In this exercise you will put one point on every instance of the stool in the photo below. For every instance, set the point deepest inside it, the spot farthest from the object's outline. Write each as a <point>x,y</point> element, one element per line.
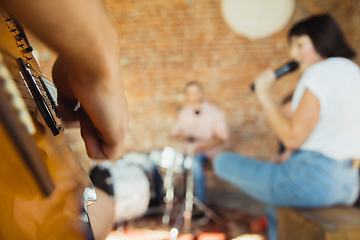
<point>335,223</point>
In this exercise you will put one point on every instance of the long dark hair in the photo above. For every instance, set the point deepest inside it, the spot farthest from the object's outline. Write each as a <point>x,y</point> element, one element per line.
<point>326,36</point>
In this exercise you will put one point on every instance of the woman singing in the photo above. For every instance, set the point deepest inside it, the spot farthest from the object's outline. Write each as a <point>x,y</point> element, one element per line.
<point>323,131</point>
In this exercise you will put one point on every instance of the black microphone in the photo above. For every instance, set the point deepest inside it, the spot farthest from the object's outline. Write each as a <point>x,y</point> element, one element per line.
<point>285,69</point>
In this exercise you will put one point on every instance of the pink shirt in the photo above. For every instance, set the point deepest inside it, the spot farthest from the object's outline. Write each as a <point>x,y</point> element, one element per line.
<point>206,125</point>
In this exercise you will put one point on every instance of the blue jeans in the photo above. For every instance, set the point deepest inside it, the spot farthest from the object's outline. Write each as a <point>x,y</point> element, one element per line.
<point>307,179</point>
<point>199,177</point>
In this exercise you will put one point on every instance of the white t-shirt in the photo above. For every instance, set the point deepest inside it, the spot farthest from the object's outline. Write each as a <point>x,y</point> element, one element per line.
<point>336,84</point>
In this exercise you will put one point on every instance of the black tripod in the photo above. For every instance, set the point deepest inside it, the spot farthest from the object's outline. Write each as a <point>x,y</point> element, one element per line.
<point>190,200</point>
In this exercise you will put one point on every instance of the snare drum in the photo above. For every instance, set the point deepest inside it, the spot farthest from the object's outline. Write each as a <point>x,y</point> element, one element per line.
<point>169,158</point>
<point>131,191</point>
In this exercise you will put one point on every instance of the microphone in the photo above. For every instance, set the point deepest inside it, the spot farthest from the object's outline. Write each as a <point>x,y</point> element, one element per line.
<point>283,70</point>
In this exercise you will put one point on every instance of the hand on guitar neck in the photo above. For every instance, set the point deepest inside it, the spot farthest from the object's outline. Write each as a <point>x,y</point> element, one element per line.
<point>87,70</point>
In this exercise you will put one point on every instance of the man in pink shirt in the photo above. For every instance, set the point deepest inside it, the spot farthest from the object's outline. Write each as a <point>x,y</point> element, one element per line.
<point>206,126</point>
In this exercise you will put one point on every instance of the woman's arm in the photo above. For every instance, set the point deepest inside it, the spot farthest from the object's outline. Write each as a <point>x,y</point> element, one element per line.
<point>291,131</point>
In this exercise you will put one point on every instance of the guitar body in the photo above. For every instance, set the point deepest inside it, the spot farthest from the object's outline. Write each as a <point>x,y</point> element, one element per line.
<point>41,183</point>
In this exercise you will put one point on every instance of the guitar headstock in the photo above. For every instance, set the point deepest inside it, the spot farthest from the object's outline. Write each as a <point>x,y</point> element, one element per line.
<point>38,90</point>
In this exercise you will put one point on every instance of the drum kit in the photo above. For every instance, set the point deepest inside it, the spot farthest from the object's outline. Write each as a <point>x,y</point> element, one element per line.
<point>131,188</point>
<point>175,163</point>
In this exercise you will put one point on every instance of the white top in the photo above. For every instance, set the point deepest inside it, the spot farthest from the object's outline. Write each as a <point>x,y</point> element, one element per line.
<point>336,84</point>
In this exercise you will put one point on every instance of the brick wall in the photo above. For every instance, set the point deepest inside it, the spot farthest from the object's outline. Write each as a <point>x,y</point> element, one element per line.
<point>164,44</point>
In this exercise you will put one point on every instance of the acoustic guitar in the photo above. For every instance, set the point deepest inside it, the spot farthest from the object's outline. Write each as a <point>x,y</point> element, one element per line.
<point>43,189</point>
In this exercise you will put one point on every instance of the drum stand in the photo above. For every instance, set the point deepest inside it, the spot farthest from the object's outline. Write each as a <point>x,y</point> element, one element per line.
<point>190,200</point>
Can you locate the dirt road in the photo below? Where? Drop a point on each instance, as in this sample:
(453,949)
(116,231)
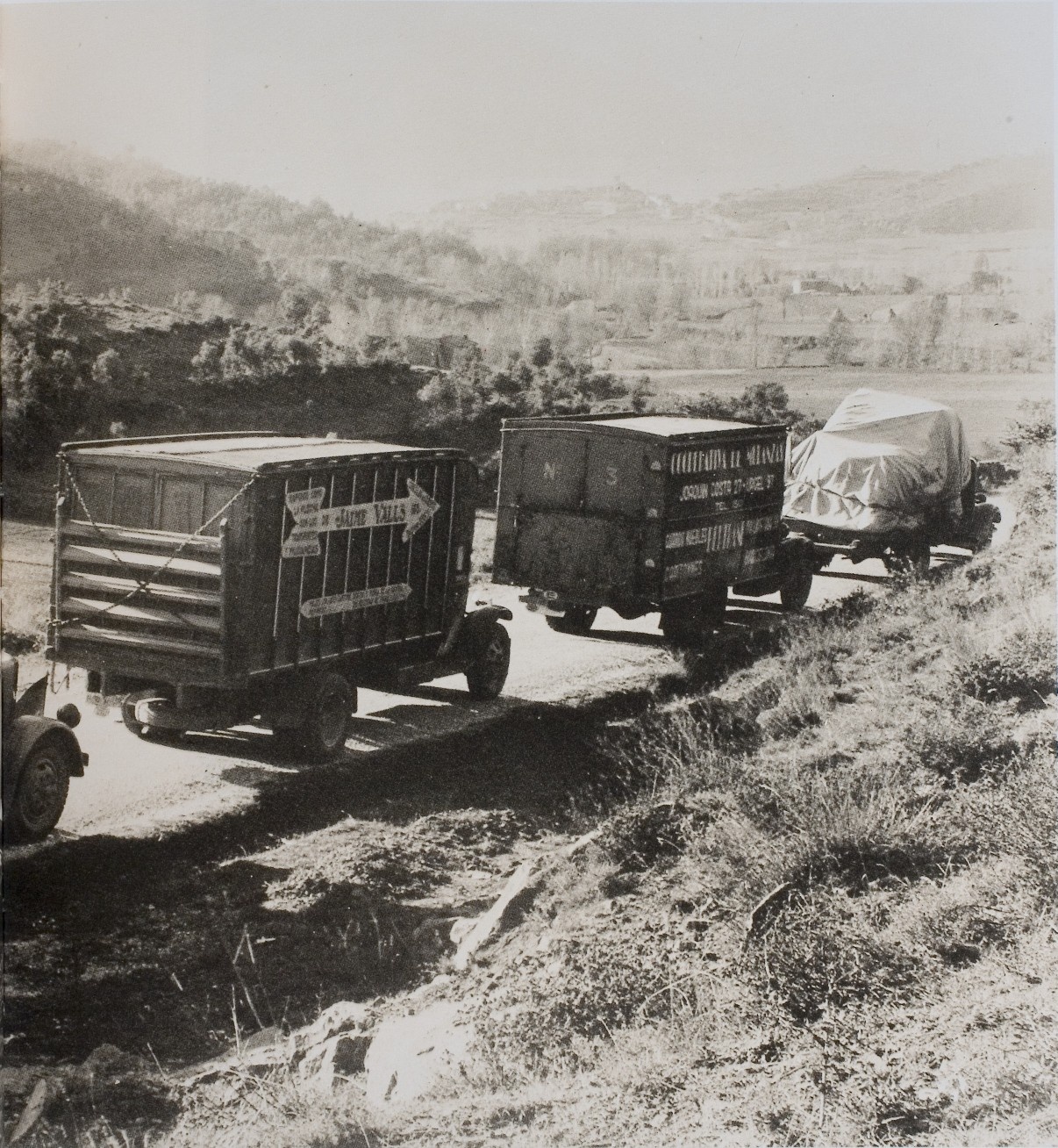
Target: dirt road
☆ ☆ ☆ ☆
GIVEN PROBLEM: Render the part of the records that opens with the line containing "the white top" and closes with the line containing "<point>164,44</point>" as a JSON list of strings, one string per line and no blank lines.

EXERCISE OUTPUT:
[
  "In this exercise you will put one point on every instance of the white top in the photo above. For every instance, set the point deepest inside it, the spot farthest from the object's outline. Write each as a <point>x,y</point> element, one element per line.",
  "<point>336,84</point>",
  "In this exercise you will put one point on every instance of the brick wall in the photo above. For every instance, set the point deepest inside it, the spot farthest from the object's outline. Write each as a <point>x,y</point> element, one element per line.",
  "<point>164,44</point>"
]